■ DESCRIPTION OF THE TASK
Could you write out the data that follows, exactly and in full?

■ DATA EXTRACTS
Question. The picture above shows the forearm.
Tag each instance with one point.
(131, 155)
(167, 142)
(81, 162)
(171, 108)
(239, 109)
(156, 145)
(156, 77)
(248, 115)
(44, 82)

■ COMPLETED TASK
Question. The picture above shows the forearm.
Tag each instance with one point.
(131, 155)
(167, 142)
(81, 162)
(171, 108)
(239, 109)
(156, 145)
(156, 77)
(248, 115)
(44, 82)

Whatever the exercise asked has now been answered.